Work to be completed> Format all of the entries below as a numbered list, omitting any blank lines.

Excerpt from a dataset>
╭──

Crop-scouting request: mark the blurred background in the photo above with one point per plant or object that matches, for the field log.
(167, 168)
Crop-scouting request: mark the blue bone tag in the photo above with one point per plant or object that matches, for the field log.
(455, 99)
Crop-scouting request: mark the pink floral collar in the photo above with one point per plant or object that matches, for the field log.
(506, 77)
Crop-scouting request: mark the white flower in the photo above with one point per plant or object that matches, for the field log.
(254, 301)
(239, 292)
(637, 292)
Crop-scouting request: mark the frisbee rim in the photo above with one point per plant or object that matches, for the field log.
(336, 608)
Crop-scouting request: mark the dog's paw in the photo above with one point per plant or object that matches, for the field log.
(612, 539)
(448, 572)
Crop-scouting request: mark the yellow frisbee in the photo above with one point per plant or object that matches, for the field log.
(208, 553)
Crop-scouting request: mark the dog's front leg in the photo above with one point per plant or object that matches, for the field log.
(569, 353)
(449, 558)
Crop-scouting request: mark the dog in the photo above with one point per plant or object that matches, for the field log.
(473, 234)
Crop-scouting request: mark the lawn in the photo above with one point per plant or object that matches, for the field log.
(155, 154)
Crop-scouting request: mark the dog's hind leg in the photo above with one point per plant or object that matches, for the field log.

╰──

Output of the exercise>
1. Crop-scouting request: mark the blurred background in the photo above with one point per plant or object that matches, for the field log.
2. (167, 168)
3. Crop-scouting request: mark the blue bone tag in the photo above with one point per plant or object that matches, for the field log.
4. (455, 99)
5. Crop-scouting request: mark the pink floral collar in the photo above with one point per plant or object that matches, for the field log.
6. (506, 77)
7. Crop-scouting request: mark the white flower in the photo above with one point per plant or object that matches, for the field log.
8. (254, 301)
9. (239, 292)
10. (637, 292)
11. Crop-scouting request: mark the frisbee rim in the photo above with one point per plant or object that matches, for the field log.
12. (336, 608)
13. Crop-scouting request: mark the dog's paw in the photo above with one point per plant or object that matches, for the field log.
14. (612, 539)
15. (448, 572)
16. Crop-scouting request: mark the yellow frisbee in the photo above with one point per plant or object that matches, for the field log.
17. (208, 553)
18. Crop-scouting request: mark the dog's front leg in the photo above with one point per plant or object that matches, for the field log.
19. (569, 353)
20. (449, 558)
21. Crop-scouting request: mark the dog in the photo above with one point per plant or object that matches, for the field log.
22. (473, 234)
23. Crop-scouting request: mark the lawn in the photo above with one point per plant or object that matches, for the field log.
24. (155, 154)
25. Crop-scouting request: mark the dog's hind leg in the photo above with one point per plant or object that matches, for the field log.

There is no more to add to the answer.